▶ **Study text**
- Opening Delimiter -

[extropy-chat] The Drake Equation and Spatial Proximity.

Eugen Leitl eugen at leitl.org
Thu Oct 26 10:40:51 UTC 2006


On Wed, Oct 25, 2006 at 08:29:27PM -0400, Robert Bradbury wrote:

>    Because the cost is low.  They would not be here if they were not

Forking off clones is always a costly and risky business. Yet you
will notice everybody is doing it. Why? The costs of the alternative
is nonexistance, long-term.

>    preprogrammed to spread.  Their lack of  exo-awareness specifies that
>    they cannot spread in a way which dictates probability of survival.

I don't understand what this means.

>    You can easily colonize the marginal niches -- show me a path to
>    colonize the niches which will dominate! [1]

Originally, we were talking about why the universe looks sterile.
I've made a number of arguments about how even comparatively primitive
systems would nucleate a wave of expansion which would very visibly
transform the universe in its wake. Anything which can spread over
interstellar distances and cause stars to gray out due to circumstellar
photoplankton is reasonably dominant, at least from an astronomer's
point of view. Because we can see the starry night sky, we know we're
alone. 
 
>    Yes.  But it is sooner or later (whether it be in this galaxy or in
>    others as one might attempt to colonize -- one is going to have to
>    face up to the fact that there *are* other ("alien") footprints in
>    Hollywood Boulevard.) [2].

- Closing Delimiter -

▶ **Activity**
Answer these questions about the mailing-list message above.
1. Who sent the message, and on what date?
2. According to the message, what were they originally talking about?
3. What reason does the message give for knowing we're alone?

▶ **Provided information**
- Opening Delimiter -

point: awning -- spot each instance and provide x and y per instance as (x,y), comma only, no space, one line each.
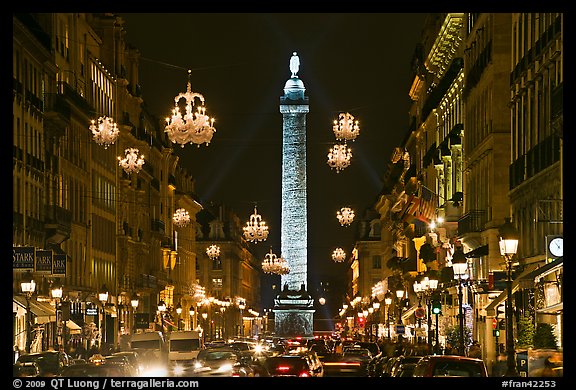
(527,281)
(554,309)
(477,252)
(409,312)
(491,308)
(42,311)
(73,328)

- Closing Delimiter -

▶ **Answer section**
1. Eugen Leitl sent it on Thursday, October 26, 2006.
2. Why the universe looks sterile.
3. Because we can see the starry night sky.